BEGIN INFORMATION SHOWN

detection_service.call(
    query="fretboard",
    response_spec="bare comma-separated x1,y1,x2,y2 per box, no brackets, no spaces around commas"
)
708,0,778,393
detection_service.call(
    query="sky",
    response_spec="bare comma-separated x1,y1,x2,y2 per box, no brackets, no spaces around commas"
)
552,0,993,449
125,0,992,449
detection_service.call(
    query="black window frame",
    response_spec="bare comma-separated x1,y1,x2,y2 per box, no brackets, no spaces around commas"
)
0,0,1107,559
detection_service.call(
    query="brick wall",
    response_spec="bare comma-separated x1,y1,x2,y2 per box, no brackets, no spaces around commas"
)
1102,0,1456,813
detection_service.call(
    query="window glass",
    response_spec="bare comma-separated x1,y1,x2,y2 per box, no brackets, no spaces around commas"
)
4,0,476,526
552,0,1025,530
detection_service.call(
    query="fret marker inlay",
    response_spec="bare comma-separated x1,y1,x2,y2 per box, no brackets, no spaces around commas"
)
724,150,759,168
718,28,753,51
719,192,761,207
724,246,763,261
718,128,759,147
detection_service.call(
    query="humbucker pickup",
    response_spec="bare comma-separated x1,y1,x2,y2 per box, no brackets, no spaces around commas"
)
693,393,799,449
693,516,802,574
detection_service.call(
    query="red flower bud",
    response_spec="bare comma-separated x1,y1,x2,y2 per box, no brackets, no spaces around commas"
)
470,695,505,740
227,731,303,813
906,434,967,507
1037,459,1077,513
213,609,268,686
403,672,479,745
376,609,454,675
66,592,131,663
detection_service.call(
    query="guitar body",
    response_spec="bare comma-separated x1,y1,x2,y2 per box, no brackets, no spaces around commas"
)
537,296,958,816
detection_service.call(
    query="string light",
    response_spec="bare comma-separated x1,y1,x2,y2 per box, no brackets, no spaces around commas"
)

END INFORMATION SHOWN

TASK: Reproduce the items above word for word, from their first line up to and including the line containing "708,0,778,393".

CORRECT RESULT:
detection_service.call(
    query="fretboard",
    response_spec="bare comma-separated x1,y1,x2,y2 per box, no brackets, no spaces around commas"
)
708,0,778,393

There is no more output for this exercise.